Format the lines of the entries below as a JSON list of strings, with one string per line and blank lines omitted.
● ● ● ● ● ● ●
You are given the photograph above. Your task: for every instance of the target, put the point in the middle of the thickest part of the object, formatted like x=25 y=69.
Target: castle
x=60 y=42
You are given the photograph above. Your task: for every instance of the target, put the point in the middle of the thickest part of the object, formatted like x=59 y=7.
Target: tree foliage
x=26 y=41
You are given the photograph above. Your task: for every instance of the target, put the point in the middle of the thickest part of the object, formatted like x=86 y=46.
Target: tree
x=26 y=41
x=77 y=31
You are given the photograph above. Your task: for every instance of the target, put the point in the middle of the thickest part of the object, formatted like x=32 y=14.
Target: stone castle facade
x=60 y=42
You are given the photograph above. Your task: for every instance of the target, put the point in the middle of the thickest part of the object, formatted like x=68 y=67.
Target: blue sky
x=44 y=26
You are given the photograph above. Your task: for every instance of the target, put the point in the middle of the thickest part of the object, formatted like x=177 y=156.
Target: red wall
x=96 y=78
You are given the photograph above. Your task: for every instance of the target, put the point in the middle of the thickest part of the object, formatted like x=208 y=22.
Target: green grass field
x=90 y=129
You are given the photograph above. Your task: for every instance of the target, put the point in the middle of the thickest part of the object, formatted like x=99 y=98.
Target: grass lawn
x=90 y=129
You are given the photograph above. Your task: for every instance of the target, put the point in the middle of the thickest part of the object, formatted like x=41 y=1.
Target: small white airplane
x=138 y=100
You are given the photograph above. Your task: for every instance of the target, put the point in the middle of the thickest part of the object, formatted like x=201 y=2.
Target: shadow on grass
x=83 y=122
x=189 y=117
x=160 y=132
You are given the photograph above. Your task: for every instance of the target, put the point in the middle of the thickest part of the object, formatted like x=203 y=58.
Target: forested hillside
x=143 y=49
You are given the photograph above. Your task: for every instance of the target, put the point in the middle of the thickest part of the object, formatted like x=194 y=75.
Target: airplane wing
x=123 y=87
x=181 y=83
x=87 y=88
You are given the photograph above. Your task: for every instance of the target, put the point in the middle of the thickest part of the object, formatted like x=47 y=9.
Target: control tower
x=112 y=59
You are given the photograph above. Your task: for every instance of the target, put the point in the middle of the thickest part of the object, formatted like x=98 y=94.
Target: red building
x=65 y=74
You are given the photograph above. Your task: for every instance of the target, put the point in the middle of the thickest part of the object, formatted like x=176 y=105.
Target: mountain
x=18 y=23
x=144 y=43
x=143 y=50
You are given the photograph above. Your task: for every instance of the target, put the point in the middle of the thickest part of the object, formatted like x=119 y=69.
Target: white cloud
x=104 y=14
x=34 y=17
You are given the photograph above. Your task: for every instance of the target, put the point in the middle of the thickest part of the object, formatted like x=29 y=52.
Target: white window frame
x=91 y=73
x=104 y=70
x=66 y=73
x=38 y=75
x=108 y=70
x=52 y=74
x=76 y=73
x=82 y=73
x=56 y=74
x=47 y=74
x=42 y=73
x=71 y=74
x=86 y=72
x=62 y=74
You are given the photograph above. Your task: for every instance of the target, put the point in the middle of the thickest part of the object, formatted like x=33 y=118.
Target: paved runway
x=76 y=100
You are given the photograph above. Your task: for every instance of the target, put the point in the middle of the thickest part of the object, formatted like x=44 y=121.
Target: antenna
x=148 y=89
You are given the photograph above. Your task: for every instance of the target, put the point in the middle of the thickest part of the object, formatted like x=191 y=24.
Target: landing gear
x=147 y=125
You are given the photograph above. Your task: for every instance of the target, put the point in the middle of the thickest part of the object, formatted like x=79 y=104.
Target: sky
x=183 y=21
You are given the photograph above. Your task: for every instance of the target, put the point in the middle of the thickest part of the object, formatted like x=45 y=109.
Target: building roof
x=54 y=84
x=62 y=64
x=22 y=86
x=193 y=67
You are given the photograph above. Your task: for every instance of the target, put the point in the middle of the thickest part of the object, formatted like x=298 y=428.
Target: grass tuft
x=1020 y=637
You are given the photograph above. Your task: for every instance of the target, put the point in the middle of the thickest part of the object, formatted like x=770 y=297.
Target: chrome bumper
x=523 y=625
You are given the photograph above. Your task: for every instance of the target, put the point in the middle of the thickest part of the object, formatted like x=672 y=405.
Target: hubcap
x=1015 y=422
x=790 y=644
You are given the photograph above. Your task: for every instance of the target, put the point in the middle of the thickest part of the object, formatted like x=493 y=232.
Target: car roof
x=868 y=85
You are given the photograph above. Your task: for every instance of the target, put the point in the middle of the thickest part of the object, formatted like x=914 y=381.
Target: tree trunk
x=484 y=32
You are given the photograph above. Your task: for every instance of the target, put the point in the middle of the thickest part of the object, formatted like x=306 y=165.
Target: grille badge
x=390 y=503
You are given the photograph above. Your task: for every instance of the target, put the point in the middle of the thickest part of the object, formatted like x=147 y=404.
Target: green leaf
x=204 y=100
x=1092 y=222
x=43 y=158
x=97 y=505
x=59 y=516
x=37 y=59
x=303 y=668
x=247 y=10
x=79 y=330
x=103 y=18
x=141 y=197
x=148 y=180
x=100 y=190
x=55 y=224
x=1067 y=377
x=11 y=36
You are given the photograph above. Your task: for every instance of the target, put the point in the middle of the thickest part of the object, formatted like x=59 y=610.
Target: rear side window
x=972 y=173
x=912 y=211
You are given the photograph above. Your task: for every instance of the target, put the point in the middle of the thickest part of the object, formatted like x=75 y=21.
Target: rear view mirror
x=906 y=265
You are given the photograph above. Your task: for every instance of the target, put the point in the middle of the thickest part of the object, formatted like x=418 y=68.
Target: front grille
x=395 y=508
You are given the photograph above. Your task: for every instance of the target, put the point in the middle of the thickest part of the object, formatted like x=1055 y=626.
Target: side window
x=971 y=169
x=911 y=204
● ● ● ● ● ● ●
__The response__.
[
  "You are given the photograph above. Your task: for every instance of the target, put the point in the middle of the thickest part of the object, formatted like x=25 y=69.",
  "Target: castle",
  "x=60 y=42",
  "You are given the photograph above. Your task: for every instance of the target, put the point in the middle of the thickest part of the object, formatted like x=59 y=7.",
  "Target: tree foliage",
  "x=26 y=41",
  "You are given the photograph above. Your task: for every instance of the target, put the point in the middle of the thickest part of the object, formatted like x=86 y=46.",
  "Target: tree",
  "x=26 y=41",
  "x=77 y=31",
  "You are given the photograph above. Your task: for every instance of the target, put the point in the middle of the thickest part of the object, formatted like x=32 y=14.",
  "Target: stone castle facade",
  "x=60 y=42",
  "You are given the photograph above. Your task: for every instance of the target, put the point in the middle of the thickest part of the object, formatted like x=68 y=67.",
  "Target: blue sky",
  "x=44 y=26",
  "You are given the photograph above. Your task: for every instance of the target, put the point in the middle of the thickest part of the object, formatted like x=177 y=156.",
  "Target: red wall",
  "x=96 y=78",
  "You are given the photograph above. Your task: for every instance of the target, put the point in the middle of the thickest part of the object, formatted like x=208 y=22.",
  "Target: green grass field",
  "x=90 y=129",
  "You are given the photograph above. Your task: for every instance of the target, put the point in the middle of the thickest part of the object, formatted like x=99 y=98.",
  "Target: grass lawn",
  "x=90 y=129",
  "You are given the photograph above. Your task: for every instance of the target, put the point in the middle of the thickest part of the object, formatted like x=41 y=1.",
  "Target: small white airplane",
  "x=138 y=100",
  "You are given the photograph above. Your task: for every instance of the target, put the point in the middle of the thickest part of the object, formatted like x=201 y=2.",
  "Target: shadow on grass",
  "x=83 y=122",
  "x=189 y=117",
  "x=160 y=132",
  "You are given the photograph above. Your task: for every instance of the target, put the point in the middle of the thickest part of the object, formatted like x=203 y=58.",
  "Target: forested hillside",
  "x=143 y=49",
  "You are given the photograph above. Your task: for every instance of the target, put the point in the middle of the thickest part of the object, formatted like x=194 y=75.",
  "Target: airplane wing",
  "x=123 y=87",
  "x=181 y=83",
  "x=87 y=88",
  "You are given the photograph above. Your task: for every instance of the target, put the point in the middle of the thickest part of the object, formatted like x=47 y=9.",
  "Target: control tower",
  "x=112 y=59",
  "You are given the photograph above. Your task: for every instance of the target, put the point in the middle of the thickest part of the object, formatted like x=98 y=94.",
  "Target: red building",
  "x=65 y=74",
  "You are given the photograph above. Your task: for every instance of the target, put the point in the middle of the thickest part of the object, formatted like x=176 y=105.",
  "Target: mountain",
  "x=18 y=23",
  "x=144 y=43",
  "x=143 y=50",
  "You are given the photograph above. Your task: for every instance of the target, put the point in the middle of the thickest part of the object, formatted like x=119 y=69.",
  "Target: white cloud",
  "x=104 y=14",
  "x=34 y=17",
  "You are given the photograph above. Your task: for every instance of the target, put the point in the middle of the thickest part of the object, formatted like x=29 y=52.",
  "Target: white window frame",
  "x=91 y=73",
  "x=104 y=70",
  "x=66 y=73",
  "x=38 y=75",
  "x=108 y=70",
  "x=52 y=74",
  "x=76 y=73",
  "x=82 y=73",
  "x=56 y=74",
  "x=47 y=74",
  "x=42 y=73",
  "x=71 y=74",
  "x=86 y=72",
  "x=62 y=74",
  "You are given the photograph above. Your task: for every instance of the target, put the point in the middle of the thickest part of the object, formatted like x=33 y=118.",
  "Target: paved runway",
  "x=76 y=100",
  "You are given the photograph above. Your task: for every instance of the target, put the point in the middle of the thickest part of the object, formatted like x=44 y=121.",
  "Target: antenna",
  "x=148 y=89",
  "You are given the photograph above. Your task: for every instance of the target, put the point in the middle of the thickest part of the object, formatted like x=191 y=24.",
  "Target: landing gear",
  "x=147 y=125",
  "You are given the photograph above. Your task: for every instance of the target, put the point in the middle of the thickest part of the object, formatted like x=79 y=104.",
  "Target: sky",
  "x=183 y=21",
  "You are given the photograph above. Your task: for every instance of the target, put the point in the middle of the thickest part of the object, formatted like x=45 y=109.",
  "Target: building roof",
  "x=54 y=84",
  "x=62 y=64",
  "x=22 y=86",
  "x=193 y=67",
  "You are given the photograph above. Your task: for every instance of the target, put the point in the middle of the thickest part of the object, formatted like x=298 y=428.",
  "Target: grass tuft",
  "x=1020 y=637",
  "You are given the photograph above. Your task: for every instance of the target, put the point in the middle of the thickest part of the object, formatted like x=770 y=297.",
  "Target: chrome bumper",
  "x=523 y=625",
  "You are given the photograph above. Your task: for every instance of the target, put the point in the middle of the thickest part of the object, formatted like x=672 y=405.",
  "Target: hubcap",
  "x=1015 y=422",
  "x=790 y=644",
  "You are given the photograph above. Your task: for every instance of the target, put the point in the middle of the thickest part of the object, formatted like x=493 y=232.",
  "Target: car roof",
  "x=868 y=85",
  "You are given the photograph above. Your task: for every instance of the target, put the point in the middle of the thickest part of the object, formatted like x=914 y=381.",
  "Target: tree trunk",
  "x=484 y=32",
  "You are given the photograph above. Your task: for every instance of the target, put the point in the middle of the thickest part of the object, formatted like x=306 y=165.",
  "Target: grille badge",
  "x=390 y=503",
  "You are given the photograph above. Your task: for every instance of the target, put the point in the middle of the thickest part of the object, formatted like x=147 y=404.",
  "Target: green leaf",
  "x=204 y=100",
  "x=1092 y=222",
  "x=43 y=158",
  "x=97 y=505",
  "x=59 y=516",
  "x=37 y=59",
  "x=303 y=668",
  "x=247 y=10",
  "x=79 y=330",
  "x=103 y=18",
  "x=141 y=197",
  "x=148 y=180",
  "x=100 y=190",
  "x=55 y=224",
  "x=1067 y=377",
  "x=11 y=36",
  "You are given the photograph above. Your task: for every instance of the target, put the point in the middle of the thickest part of the object, formatted like x=59 y=610.",
  "Target: rear side window",
  "x=972 y=173",
  "x=912 y=211",
  "You are given the photograph above. Your task: for every instance of the target, put the point in the middle of the thickest part of the object, formatted like x=75 y=21.",
  "Target: rear view mirror",
  "x=906 y=265",
  "You are given the photograph above. Your task: for every instance of the target, put the point in the middle of the thickest part of the object, formatted like x=418 y=68.",
  "Target: front grille",
  "x=395 y=508",
  "You are given the photograph above. Your task: for every instance of the target, put the point in the middle of the thickest part of the object, formatted like x=1055 y=626.",
  "Target: side window",
  "x=971 y=169",
  "x=911 y=204"
]